Written instruction:
Change every "Target" in the material below to "Category", and leave everything else unchanged.

Excerpted data:
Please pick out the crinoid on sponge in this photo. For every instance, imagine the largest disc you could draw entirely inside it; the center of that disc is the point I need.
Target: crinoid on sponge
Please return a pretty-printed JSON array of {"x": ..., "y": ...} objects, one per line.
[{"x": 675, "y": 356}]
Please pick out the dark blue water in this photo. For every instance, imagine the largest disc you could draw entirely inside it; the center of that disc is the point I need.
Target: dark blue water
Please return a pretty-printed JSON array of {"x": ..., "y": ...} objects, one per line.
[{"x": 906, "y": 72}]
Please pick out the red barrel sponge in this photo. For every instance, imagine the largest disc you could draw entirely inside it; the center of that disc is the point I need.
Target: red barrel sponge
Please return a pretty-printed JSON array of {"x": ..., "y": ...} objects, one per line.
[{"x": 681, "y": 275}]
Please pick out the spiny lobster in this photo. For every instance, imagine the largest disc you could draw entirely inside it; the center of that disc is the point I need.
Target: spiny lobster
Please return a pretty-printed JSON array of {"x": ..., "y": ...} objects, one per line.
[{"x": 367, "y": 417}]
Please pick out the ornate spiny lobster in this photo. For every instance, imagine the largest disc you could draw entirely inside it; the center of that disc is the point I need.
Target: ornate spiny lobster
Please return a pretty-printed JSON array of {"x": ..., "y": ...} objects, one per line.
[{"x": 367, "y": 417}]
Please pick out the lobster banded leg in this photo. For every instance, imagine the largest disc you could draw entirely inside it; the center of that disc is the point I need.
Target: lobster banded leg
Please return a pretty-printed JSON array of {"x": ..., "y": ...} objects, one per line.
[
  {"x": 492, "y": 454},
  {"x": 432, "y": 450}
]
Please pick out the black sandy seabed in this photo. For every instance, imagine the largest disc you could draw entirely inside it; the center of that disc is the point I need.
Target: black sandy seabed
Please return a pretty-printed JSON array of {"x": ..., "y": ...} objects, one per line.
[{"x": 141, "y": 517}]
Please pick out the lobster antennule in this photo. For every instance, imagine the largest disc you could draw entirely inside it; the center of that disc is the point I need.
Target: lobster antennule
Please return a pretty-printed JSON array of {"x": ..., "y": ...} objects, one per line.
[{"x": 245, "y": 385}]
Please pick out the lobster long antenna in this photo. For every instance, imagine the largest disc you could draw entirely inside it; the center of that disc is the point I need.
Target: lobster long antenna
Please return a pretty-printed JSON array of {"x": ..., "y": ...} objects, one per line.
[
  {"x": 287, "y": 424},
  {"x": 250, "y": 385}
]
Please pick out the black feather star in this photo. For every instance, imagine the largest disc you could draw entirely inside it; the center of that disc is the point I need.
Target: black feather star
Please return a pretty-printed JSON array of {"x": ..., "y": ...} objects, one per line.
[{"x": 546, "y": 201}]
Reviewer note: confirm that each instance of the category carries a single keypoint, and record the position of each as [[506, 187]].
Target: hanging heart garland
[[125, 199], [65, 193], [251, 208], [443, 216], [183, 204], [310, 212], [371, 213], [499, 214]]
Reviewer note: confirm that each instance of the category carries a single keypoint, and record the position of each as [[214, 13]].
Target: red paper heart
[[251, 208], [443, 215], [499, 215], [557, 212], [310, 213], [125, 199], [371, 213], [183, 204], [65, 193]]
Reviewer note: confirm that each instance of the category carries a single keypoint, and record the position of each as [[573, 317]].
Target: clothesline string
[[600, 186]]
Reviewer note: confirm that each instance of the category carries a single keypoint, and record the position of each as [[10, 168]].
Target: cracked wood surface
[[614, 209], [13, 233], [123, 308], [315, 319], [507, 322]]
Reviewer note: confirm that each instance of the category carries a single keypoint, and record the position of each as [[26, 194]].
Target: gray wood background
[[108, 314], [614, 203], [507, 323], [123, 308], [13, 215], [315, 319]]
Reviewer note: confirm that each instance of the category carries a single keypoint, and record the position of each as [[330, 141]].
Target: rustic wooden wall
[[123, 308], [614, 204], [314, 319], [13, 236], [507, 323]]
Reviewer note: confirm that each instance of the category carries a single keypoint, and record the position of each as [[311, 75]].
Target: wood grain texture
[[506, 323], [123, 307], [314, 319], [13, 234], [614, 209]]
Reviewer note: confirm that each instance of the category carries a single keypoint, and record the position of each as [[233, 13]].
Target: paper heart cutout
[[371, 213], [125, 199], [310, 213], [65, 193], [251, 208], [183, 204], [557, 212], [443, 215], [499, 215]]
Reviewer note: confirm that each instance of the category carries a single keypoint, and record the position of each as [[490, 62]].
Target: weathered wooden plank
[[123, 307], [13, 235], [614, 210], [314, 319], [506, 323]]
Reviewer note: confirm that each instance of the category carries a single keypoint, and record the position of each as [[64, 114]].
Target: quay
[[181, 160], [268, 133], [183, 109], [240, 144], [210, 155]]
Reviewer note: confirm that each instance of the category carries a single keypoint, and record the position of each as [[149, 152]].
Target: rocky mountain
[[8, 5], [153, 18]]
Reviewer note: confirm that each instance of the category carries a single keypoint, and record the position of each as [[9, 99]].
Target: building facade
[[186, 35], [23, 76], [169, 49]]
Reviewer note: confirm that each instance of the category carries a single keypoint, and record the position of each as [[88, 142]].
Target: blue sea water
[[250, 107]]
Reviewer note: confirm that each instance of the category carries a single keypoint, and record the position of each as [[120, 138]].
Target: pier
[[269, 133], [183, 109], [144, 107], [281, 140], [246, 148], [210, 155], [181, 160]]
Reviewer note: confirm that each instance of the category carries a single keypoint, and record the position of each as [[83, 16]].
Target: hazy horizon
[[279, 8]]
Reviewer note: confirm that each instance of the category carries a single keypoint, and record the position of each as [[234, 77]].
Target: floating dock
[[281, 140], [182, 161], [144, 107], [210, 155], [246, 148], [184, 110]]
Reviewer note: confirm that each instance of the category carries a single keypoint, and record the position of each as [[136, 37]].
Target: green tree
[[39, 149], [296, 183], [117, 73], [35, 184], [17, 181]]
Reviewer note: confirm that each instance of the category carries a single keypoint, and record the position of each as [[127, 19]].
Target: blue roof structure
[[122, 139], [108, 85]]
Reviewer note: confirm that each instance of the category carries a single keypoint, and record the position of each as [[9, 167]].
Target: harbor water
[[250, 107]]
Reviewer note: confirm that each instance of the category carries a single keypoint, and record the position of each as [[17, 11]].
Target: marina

Response:
Please pick out the crinoid on sponge in this photo. For every instance, imagine the largest disc you could draw entirely inside it; the center of that disc is the point I need.
Category: crinoid on sponge
Please return a pretty-printed JSON array of {"x": ..., "y": ...} objects, one per line.
[{"x": 675, "y": 356}]
Please pick out the dark blue water in this photo. For every instance, imagine the largest disc you could draw entirely inside it; the center of that disc is the point I need.
Category: dark blue water
Please return a pretty-printed JSON array of {"x": ..., "y": ...} objects, one per line.
[{"x": 906, "y": 72}]
Please pick out the red barrel sponge in this photo. For every instance, imagine the largest disc you could draw entirely inside it; the center of that disc is the point I need.
Category: red barrel sponge
Please return a pretty-printed JSON array of {"x": ..., "y": ...} objects, one per line.
[{"x": 681, "y": 275}]
Please pick out the spiny lobster in this photo. For every instance, imagine the largest disc you could draw entirely inside it; the center of that disc is the point I need.
Category: spiny lobster
Please return a pretty-printed JSON array of {"x": ..., "y": ...} objects, one per line.
[{"x": 367, "y": 417}]
Please pick out the ornate spiny lobster in this photo. For every instance, imagine the largest disc you could draw entirely inside it; the center of that disc is the point I need.
Category: ornate spiny lobster
Please return a pretty-printed JSON array of {"x": ..., "y": ...} objects, one per line.
[{"x": 367, "y": 417}]
Please pick out the lobster banded leg in this photo. For every instance, imagine the largest disc you could draw entirely inside it; the center of that disc is the point I need.
Category: lobster banded leg
Please return a pretty-printed JSON array of {"x": ..., "y": ...} objects, one per line.
[
  {"x": 492, "y": 454},
  {"x": 432, "y": 450}
]
Please pick out the black sandy seabed in this photo. For every instance, imagine the largest disc you could draw entirely inside it; the center of that disc is the point I need.
Category: black sandy seabed
Please return a pretty-printed JSON array of {"x": ..., "y": ...} objects, one per line.
[{"x": 141, "y": 517}]
Please pick out the lobster antennule in this photo. For every instance, imagine the largest disc you could draw entirely inside it; the center of that disc is the point I need.
Category: lobster antennule
Please return a pretty-printed JSON array of {"x": ..., "y": ...} objects, one per line.
[{"x": 245, "y": 385}]
Please pick out the lobster long antenna in this photo. For every instance, imagine the largest disc you could draw entirely inside it; the center of that disc is the point I need.
Category: lobster long antenna
Please return a pretty-printed JSON array of {"x": ..., "y": ...} objects, one per line.
[
  {"x": 287, "y": 424},
  {"x": 250, "y": 385}
]
Please pick out the black feather star in this photo. For every instance, imagine the largest disc you could draw entirely inside it; the center of that disc is the point I need.
Category: black feather star
Please return a pretty-printed JSON array of {"x": ..., "y": ...} objects, one per line.
[{"x": 546, "y": 201}]
Reviewer note: confirm that each instance of the category carries a single keypoint, and record the position of each as [[506, 187]].
Category: hanging heart garland
[[125, 199], [65, 193], [251, 208], [443, 216], [183, 204], [310, 212], [371, 213], [499, 214]]
Reviewer note: confirm that each instance of the category carries a single keypoint, and record the position of each as [[214, 13]].
Category: red paper heart
[[251, 208], [443, 215], [499, 215], [557, 212], [310, 213], [125, 199], [371, 213], [183, 204], [65, 193]]
Reviewer note: confirm that each instance of the category carries a single keypoint, and record the position of each as [[573, 317]].
Category: clothesline string
[[600, 186]]
Reviewer note: confirm that each instance of the category carries a single keypoint, and record the position of each as [[10, 168]].
Category: cracked wood surface
[[614, 209], [13, 233], [123, 308], [315, 319], [507, 322]]
Reviewer note: confirm that each instance of the category carries a single keypoint, and record the position of each as [[26, 194]].
Category: gray wood background
[[108, 314], [614, 203], [507, 323], [123, 308], [13, 215], [315, 319]]
Reviewer note: confirm that each instance of the category carries a single keypoint, and record the position of each as [[330, 141]].
Category: rustic wooden wall
[[123, 308], [614, 204], [314, 319], [13, 236], [507, 323]]
Reviewer note: confirm that each instance of the category carries a single keypoint, and record the position of each as [[311, 75]].
Category: wood grain texture
[[506, 323], [123, 307], [314, 319], [13, 234], [614, 209]]
Reviewer note: confirm that each instance of the category carries a single keypoint, and record the position of each as [[233, 13]].
Category: paper heart cutout
[[371, 213], [125, 199], [310, 213], [65, 193], [251, 208], [183, 204], [557, 212], [443, 215], [499, 215]]
Reviewer note: confirm that each instance of the category carries a single keypoint, and record the position of each as [[490, 62]].
Category: weathered wooden plank
[[123, 307], [13, 235], [614, 210], [314, 319], [506, 323]]
Reviewer note: confirm that each instance of the category carries a single keypoint, and record the position of each as [[64, 114]].
Category: quay
[[181, 160], [268, 133], [183, 109], [240, 144], [210, 155]]
Reviewer note: confirm that each instance of the category carries a single keypoint, and record the position of each as [[149, 152]].
Category: rocky mountain
[[8, 5], [153, 18]]
Reviewer note: confirm that each instance of the category carries a single keypoint, and record the position of each as [[9, 99]].
Category: building facade
[[186, 35], [23, 76], [169, 49]]
Reviewer note: confirm that each instance of the category carries a single keypoint, and record the position of each as [[88, 142]].
Category: blue sea water
[[250, 107]]
Reviewer note: confirm that each instance of the category carries a single keypoint, and record the position of each as [[120, 138]].
Category: pier
[[269, 133], [183, 109], [144, 107], [281, 140], [246, 148], [210, 155], [181, 160]]
Reviewer note: confirm that each instance of the category carries a single keypoint, and record the position of each as [[83, 16]].
Category: hazy horizon
[[279, 8]]
Reviewer note: confirm that each instance of the category carries a single keypoint, and record the position of each as [[234, 77]].
Category: floating dock
[[281, 140], [182, 161], [144, 107], [210, 155], [246, 148], [184, 110]]
Reviewer note: confirm that each instance of the category carries a single keypoint, and record the position of each as [[136, 37]].
Category: green tree
[[39, 149], [296, 183], [117, 73], [35, 184], [17, 181]]
Reviewer note: confirm that each instance of the category carries a single keypoint, and record the position of each as [[127, 19]].
Category: blue roof structure
[[122, 139], [108, 85]]
Reviewer note: confirm that each instance of the category carries a single keypoint, and record the position of each as [[9, 167]].
Category: harbor water
[[250, 107]]
Reviewer note: confirm that each instance of the category carries a single keypoint, and record the position of each as [[17, 11]].
Category: marina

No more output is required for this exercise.